═════ Data excerpts
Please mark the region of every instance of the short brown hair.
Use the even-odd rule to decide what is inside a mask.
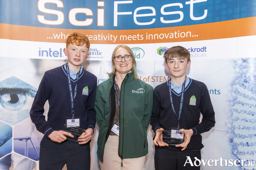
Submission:
[[[88,37],[78,32],[74,32],[68,36],[66,40],[66,48],[68,48],[70,44],[74,44],[77,46],[83,46],[85,44],[88,50],[90,48],[90,41]]]
[[[190,53],[185,48],[181,46],[176,46],[170,48],[165,52],[163,58],[167,63],[167,60],[174,58],[188,59],[188,62],[190,61]]]
[[[133,51],[132,50],[130,47],[126,46],[126,45],[119,45],[116,46],[116,48],[114,50],[114,51],[112,53],[112,57],[111,58],[111,60],[112,61],[112,65],[113,66],[113,70],[112,71],[109,73],[109,75],[110,75],[112,74],[113,74],[114,75],[116,74],[116,68],[115,68],[115,63],[114,62],[114,58],[115,57],[115,54],[116,54],[116,52],[118,48],[120,47],[123,47],[126,51],[127,51],[128,52],[130,53],[130,54],[132,56],[132,71],[133,71],[134,74],[134,78],[136,80],[137,80],[139,79],[139,77],[138,77],[138,75],[137,74],[137,69],[136,68],[137,64],[136,64],[136,61],[135,60],[135,56],[134,56],[134,54],[133,54]]]

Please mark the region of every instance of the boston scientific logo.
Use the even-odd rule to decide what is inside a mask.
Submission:
[[[137,90],[132,90],[132,92],[133,93],[144,93],[145,90],[144,88],[140,88]]]
[[[162,55],[163,54],[164,54],[165,52],[165,51],[166,51],[166,50],[167,50],[168,49],[168,48],[166,47],[160,47],[157,48],[157,52],[160,55]]]
[[[131,48],[134,53],[135,58],[141,59],[145,55],[145,52],[142,48],[139,47],[133,47]]]

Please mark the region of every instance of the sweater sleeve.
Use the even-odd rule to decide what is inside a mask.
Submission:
══════════
• **Aim of the task**
Substitute "nonzero winding rule" for every "even-odd rule" in the items above. Leave the rest as it is, and omit the picture.

• **Solved problem**
Please mark the region of every instance of the short brown hair.
Use the nonzero winding rule to decide what is inside a mask.
Submission:
[[[88,37],[78,32],[74,32],[68,36],[66,40],[66,48],[68,48],[70,44],[74,44],[77,46],[83,46],[85,44],[88,50],[90,48],[90,41]]]
[[[190,53],[185,48],[181,46],[176,46],[170,48],[165,52],[163,58],[167,63],[167,60],[174,58],[188,59],[188,62],[190,61]]]
[[[133,51],[132,50],[130,47],[126,46],[126,45],[119,45],[116,46],[116,48],[114,50],[114,51],[112,53],[112,57],[111,58],[111,60],[112,61],[112,65],[113,66],[113,70],[112,71],[109,73],[109,75],[110,75],[112,74],[113,74],[114,75],[116,74],[116,68],[115,68],[115,63],[114,62],[114,58],[115,57],[115,54],[116,54],[116,52],[118,48],[120,47],[123,47],[126,51],[127,51],[128,52],[130,53],[130,54],[132,56],[132,71],[133,71],[134,74],[134,78],[136,80],[137,80],[139,79],[139,77],[138,77],[138,75],[137,74],[137,69],[136,68],[137,64],[136,64],[136,61],[135,60],[135,56],[134,56],[134,54],[133,54]]]

Please mark the region of every instance of the boston scientific logo.
Use the nonzero winding rule to decide what is inside a mask.
Submission:
[[[137,90],[132,90],[132,92],[133,93],[144,93],[145,90],[144,88],[140,88]]]
[[[162,55],[163,54],[164,54],[165,52],[165,51],[166,51],[166,50],[167,50],[168,49],[168,48],[166,47],[160,47],[157,48],[157,52],[160,55]]]
[[[131,48],[134,53],[135,58],[141,59],[145,55],[145,52],[142,48],[139,47],[133,47]]]

Please mark the region of every instance of the sweater sleeve.
Use the nonzero winding rule to decide what is inside a mask.
Submission:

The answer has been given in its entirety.